Output all of the entries exactly as written.
--- begin ---
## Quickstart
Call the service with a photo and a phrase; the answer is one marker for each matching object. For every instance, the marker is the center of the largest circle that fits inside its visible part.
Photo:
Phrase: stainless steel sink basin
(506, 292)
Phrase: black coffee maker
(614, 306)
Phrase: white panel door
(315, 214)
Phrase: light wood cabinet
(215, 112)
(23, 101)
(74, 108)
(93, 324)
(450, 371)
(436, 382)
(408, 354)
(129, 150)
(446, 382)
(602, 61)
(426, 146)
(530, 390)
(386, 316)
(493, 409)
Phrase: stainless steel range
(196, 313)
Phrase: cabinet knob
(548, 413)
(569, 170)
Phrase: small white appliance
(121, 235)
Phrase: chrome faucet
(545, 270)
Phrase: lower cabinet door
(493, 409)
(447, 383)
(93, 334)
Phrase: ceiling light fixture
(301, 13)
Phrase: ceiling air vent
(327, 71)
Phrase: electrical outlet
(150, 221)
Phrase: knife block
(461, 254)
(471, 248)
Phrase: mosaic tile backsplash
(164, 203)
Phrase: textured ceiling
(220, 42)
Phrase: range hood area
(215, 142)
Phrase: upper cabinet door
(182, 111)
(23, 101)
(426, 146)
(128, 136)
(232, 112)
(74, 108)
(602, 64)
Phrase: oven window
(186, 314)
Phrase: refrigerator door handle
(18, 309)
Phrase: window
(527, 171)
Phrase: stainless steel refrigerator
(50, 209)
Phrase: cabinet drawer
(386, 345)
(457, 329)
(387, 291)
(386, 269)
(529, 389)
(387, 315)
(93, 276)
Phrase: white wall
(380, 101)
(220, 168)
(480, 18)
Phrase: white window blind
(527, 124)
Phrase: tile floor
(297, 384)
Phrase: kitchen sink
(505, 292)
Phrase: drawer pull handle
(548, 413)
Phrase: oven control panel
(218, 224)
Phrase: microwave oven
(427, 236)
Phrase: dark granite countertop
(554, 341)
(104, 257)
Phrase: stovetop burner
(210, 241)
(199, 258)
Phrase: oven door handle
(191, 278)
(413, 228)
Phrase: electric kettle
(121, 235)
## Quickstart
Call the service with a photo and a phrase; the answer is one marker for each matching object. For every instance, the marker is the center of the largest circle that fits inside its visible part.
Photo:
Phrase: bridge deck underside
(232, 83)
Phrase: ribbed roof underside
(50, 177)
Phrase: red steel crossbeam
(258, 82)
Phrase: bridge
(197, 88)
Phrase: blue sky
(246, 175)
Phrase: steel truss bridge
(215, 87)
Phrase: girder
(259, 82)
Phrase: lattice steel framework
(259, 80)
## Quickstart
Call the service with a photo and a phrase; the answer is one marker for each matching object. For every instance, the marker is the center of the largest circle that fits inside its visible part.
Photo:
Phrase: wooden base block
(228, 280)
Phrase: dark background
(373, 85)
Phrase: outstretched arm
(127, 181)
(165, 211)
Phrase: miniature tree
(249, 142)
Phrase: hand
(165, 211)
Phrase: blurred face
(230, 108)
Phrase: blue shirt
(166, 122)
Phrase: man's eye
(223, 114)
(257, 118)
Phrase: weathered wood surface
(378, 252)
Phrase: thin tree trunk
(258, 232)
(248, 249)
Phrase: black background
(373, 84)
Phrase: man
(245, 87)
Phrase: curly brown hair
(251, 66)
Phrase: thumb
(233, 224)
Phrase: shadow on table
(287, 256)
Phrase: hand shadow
--- end ---
Exercise result:
## Quickstart
Call the service with a photo and a phrase; the answer is one marker for each matching object. For every instance, the marker is the center of the largest circle that fits inside its visible part.
Photo:
Phrase: stainless steel sink basin
(506, 292)
Phrase: black coffee maker
(614, 306)
Phrase: white panel door
(315, 214)
Phrase: light wood cabinet
(215, 112)
(23, 101)
(74, 108)
(93, 324)
(450, 371)
(436, 382)
(408, 354)
(129, 150)
(446, 382)
(602, 61)
(426, 146)
(530, 390)
(386, 316)
(493, 409)
Phrase: stainless steel range
(196, 313)
Phrase: cabinet knob
(548, 413)
(569, 170)
Phrase: small white appliance
(121, 235)
Phrase: chrome faucet
(545, 270)
Phrase: lower cabinet door
(493, 409)
(447, 383)
(93, 334)
Phrase: ceiling light fixture
(301, 13)
Phrase: ceiling air vent
(327, 71)
Phrase: electrical outlet
(150, 221)
Phrase: knife block
(461, 254)
(471, 248)
Phrase: mosaic tile backsplash
(164, 203)
Phrase: textured ceiling
(220, 42)
Phrase: range hood area
(215, 142)
Phrase: upper cabinet door
(182, 111)
(23, 101)
(426, 146)
(128, 136)
(232, 112)
(74, 108)
(602, 64)
Phrase: oven window
(186, 314)
Phrase: refrigerator door handle
(18, 309)
Phrase: window
(527, 171)
Phrase: stainless steel refrigerator
(50, 209)
Phrase: cabinet drawer
(386, 345)
(457, 329)
(387, 291)
(386, 269)
(529, 389)
(387, 315)
(93, 276)
Phrase: white wall
(380, 101)
(220, 168)
(480, 18)
Phrase: white window blind
(527, 124)
Phrase: tile floor
(297, 384)
Phrase: kitchen sink
(505, 292)
Phrase: drawer pull handle
(548, 413)
Phrase: oven control panel
(218, 224)
Phrase: microwave oven
(427, 236)
Phrase: dark granite countertop
(554, 341)
(104, 257)
Phrase: stovetop burner
(210, 241)
(199, 258)
Phrase: oven door handle
(191, 278)
(413, 228)
Phrase: electric kettle
(121, 235)
## Quickstart
Call the service with a photo and a phrase; the answer is one marker for each matching object. For every instance, the marker is the center of the largest circle that fits inside its visible part.
Photo:
Phrase: bridge deck underside
(232, 83)
Phrase: ribbed roof underside
(50, 177)
Phrase: red steel crossbeam
(258, 82)
Phrase: bridge
(197, 88)
Phrase: blue sky
(246, 175)
Phrase: steel truss bridge
(215, 87)
Phrase: girder
(259, 82)
Phrase: lattice steel framework
(259, 80)
## Quickstart
Call the service with a photo and a phrase; the answer is one marker for each matching object. For every instance, the marker is the center of the largest circle that fits inside its visible part.
Photo:
Phrase: wooden base block
(228, 280)
Phrase: dark background
(373, 85)
Phrase: outstretched arm
(127, 181)
(165, 211)
Phrase: miniature tree
(249, 142)
Phrase: hand
(165, 211)
Phrase: blurred face
(230, 108)
Phrase: blue shirt
(166, 122)
Phrase: man's eye
(223, 114)
(257, 118)
Phrase: weathered wood surface
(378, 252)
Phrase: thin tree trunk
(258, 232)
(248, 249)
Phrase: black background
(373, 84)
Phrase: man
(245, 87)
Phrase: curly brown hair
(251, 66)
Phrase: thumb
(233, 224)
Phrase: shadow on table
(287, 256)
Phrase: hand shadow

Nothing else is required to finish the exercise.